--- START OF Data to use ---
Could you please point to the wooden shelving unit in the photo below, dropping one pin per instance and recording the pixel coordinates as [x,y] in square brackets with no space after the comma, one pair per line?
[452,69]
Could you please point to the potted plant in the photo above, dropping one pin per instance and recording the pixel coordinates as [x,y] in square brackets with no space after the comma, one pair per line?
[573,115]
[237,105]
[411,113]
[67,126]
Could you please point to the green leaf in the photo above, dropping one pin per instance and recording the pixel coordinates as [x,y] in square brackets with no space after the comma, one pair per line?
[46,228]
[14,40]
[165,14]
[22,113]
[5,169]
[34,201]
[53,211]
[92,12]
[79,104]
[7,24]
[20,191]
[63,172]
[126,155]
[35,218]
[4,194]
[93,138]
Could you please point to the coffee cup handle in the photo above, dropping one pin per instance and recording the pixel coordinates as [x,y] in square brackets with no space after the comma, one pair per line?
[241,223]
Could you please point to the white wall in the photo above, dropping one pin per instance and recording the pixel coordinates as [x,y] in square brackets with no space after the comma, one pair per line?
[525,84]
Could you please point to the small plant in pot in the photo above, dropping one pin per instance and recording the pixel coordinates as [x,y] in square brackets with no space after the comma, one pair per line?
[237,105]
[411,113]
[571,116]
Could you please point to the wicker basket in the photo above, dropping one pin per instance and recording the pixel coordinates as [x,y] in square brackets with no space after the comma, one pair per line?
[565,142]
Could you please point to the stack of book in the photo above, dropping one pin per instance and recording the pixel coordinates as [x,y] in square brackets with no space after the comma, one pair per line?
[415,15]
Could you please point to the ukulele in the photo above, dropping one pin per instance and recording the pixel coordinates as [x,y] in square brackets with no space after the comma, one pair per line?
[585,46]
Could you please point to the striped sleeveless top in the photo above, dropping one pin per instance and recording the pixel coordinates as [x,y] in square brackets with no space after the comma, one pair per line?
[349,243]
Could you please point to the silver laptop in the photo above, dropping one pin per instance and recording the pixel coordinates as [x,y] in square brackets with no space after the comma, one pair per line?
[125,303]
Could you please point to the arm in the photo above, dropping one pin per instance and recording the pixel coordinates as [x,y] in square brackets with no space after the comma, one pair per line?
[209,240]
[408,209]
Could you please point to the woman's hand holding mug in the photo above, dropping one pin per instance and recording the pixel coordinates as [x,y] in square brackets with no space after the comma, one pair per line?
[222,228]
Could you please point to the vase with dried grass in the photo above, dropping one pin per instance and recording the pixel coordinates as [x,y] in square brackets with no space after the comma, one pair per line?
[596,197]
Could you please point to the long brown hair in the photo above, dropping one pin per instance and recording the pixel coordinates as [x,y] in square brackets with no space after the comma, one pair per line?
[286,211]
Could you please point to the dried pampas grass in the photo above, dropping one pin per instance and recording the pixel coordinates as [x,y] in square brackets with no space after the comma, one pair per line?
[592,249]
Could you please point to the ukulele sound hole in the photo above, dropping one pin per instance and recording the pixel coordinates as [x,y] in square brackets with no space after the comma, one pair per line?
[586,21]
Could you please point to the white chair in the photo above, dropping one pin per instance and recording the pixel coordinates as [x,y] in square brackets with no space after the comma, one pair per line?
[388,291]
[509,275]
--- END OF Data to use ---
Instructions for the task: Write out every entry word for word.

Reply to the task:
Could you please point to the wooden shelving unit in the photo below, dropping one pin per instance and recording the pixel coordinates as [x,y] in square brackets with no space after the comma, one pair per line?
[452,69]
Could you please point to the potted plant in the photo above, dropping one pin per instance and recording the pixel coordinates as [x,y] in square brackets with no space after the comma, one pair per line?
[573,115]
[237,105]
[411,113]
[67,126]
Could you please point to the green leaf in the photo above, dropping one pin per instance and recording the pixel coordinates as [x,y] in square brackets with no space after the comma, one pair per line?
[46,228]
[14,40]
[165,14]
[22,113]
[5,169]
[34,201]
[53,211]
[92,12]
[79,104]
[7,24]
[20,191]
[63,172]
[126,155]
[35,218]
[4,194]
[93,138]
Could you please point to the coffee cup handle in the photo above, dropping one pin per instance and recording the pixel coordinates as [x,y] in square brackets with no space after the comma, one pair per line?
[241,223]
Could you please point to the white wall in the photo above, dropping one pin per instance and recording the pixel coordinates as [x,y] in square brackets with no space after the comma, one pair per line?
[525,84]
Could you please point to the small plant in pot in the photo above, dropping one pin per instance and recording the pixel coordinates as [x,y] in square brackets with no space after the comma, one pair per line?
[237,105]
[411,113]
[571,116]
Could you please point to the wicker basket in the photo above, dropping one pin per instance and recording the pixel coordinates as [x,y] in square brackets with no space after the comma, one pair per line?
[565,142]
Could you please point to the stack of book in the photo above, dropping one pin per instance and recording the pixel coordinates as [x,y] in square brackets with no space after the comma, one pair per line?
[415,15]
Could you please point to the ukulele in the photo above, dropping one pin per instance and recording the pixel coordinates as [x,y] in square brackets with no space after the comma, one pair per line?
[585,46]
Could you please point to the striped sleeveless top in the photo above, dropping one pin per instance and recording the pixel coordinates as [x,y] in square brackets with no space after the comma, one pair per line?
[349,243]
Could you please point to the silver laptop in the photo above, dropping one pin per instance and recording the pixel coordinates as [x,y] in square brackets with no space after the comma, one pair per line?
[125,303]
Could you please point to the arm in the photo above, dropping one pin per instance and recording the pixel coordinates as [x,y] in square brackets with no space after the comma, one pair per line?
[209,240]
[408,209]
Could you please point to the woman's hand holding mug in the photo above, dropping one pin per instance and recording the pixel coordinates as [x,y] in square brackets with no space after the comma, one pair per line?
[222,228]
Could you please point to the vase with dried grass in the photo above, dropping one pin per instance and recording the pixel coordinates as [x,y] in square brackets with no space after the comma, one pair per line?
[596,197]
Could you please point to the long brown hair in the photo above, dropping one pin per instance and recording the pixel coordinates as [x,y] in square brackets with no space after the comma, one pair per line?
[286,211]
Could you please point to the dried pampas grass in the photo above, dropping one pin per instance and recording the pixel coordinates as [x,y] in square brackets with no space after the comma, one pair per line?
[592,249]
Could you please point to the ukulele sound hole in the photo above, dropping one pin per instance and recording the pixel coordinates as [x,y] in square brackets with no space after the comma, one pair per line?
[586,21]
Could you please point to the white chair in the photo above, dropping one pin per instance and recording the pixel coordinates as [x,y] in square brackets with no space after the comma, one pair per line?
[388,291]
[509,275]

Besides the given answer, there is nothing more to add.